Give back the entries below word for word, omitting the pictures.

>> BEGIN Dataset

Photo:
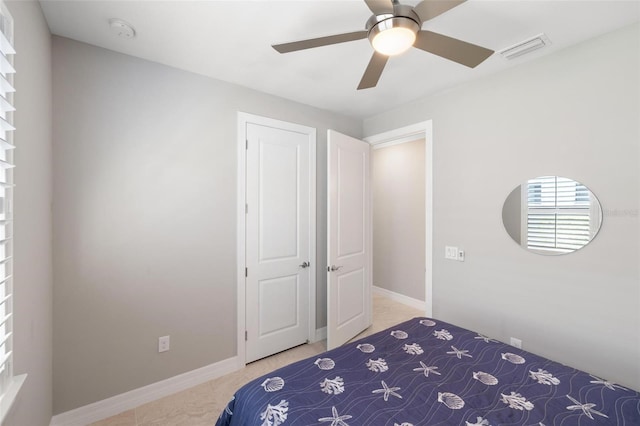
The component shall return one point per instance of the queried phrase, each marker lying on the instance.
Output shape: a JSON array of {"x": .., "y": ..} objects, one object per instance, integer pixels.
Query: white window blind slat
[
  {"x": 5, "y": 65},
  {"x": 5, "y": 125},
  {"x": 5, "y": 86},
  {"x": 6, "y": 145},
  {"x": 5, "y": 105},
  {"x": 558, "y": 217}
]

>> END Dataset

:: Task solution ::
Photo:
The component shall return one point per instance of the queried phrase, each marker lying on the instance.
Output shape: a JSON array of {"x": .., "y": ..} objects, one object per instance, integer pixels.
Query: white window blind slat
[
  {"x": 5, "y": 65},
  {"x": 5, "y": 125},
  {"x": 5, "y": 86},
  {"x": 6, "y": 145},
  {"x": 5, "y": 105},
  {"x": 558, "y": 217}
]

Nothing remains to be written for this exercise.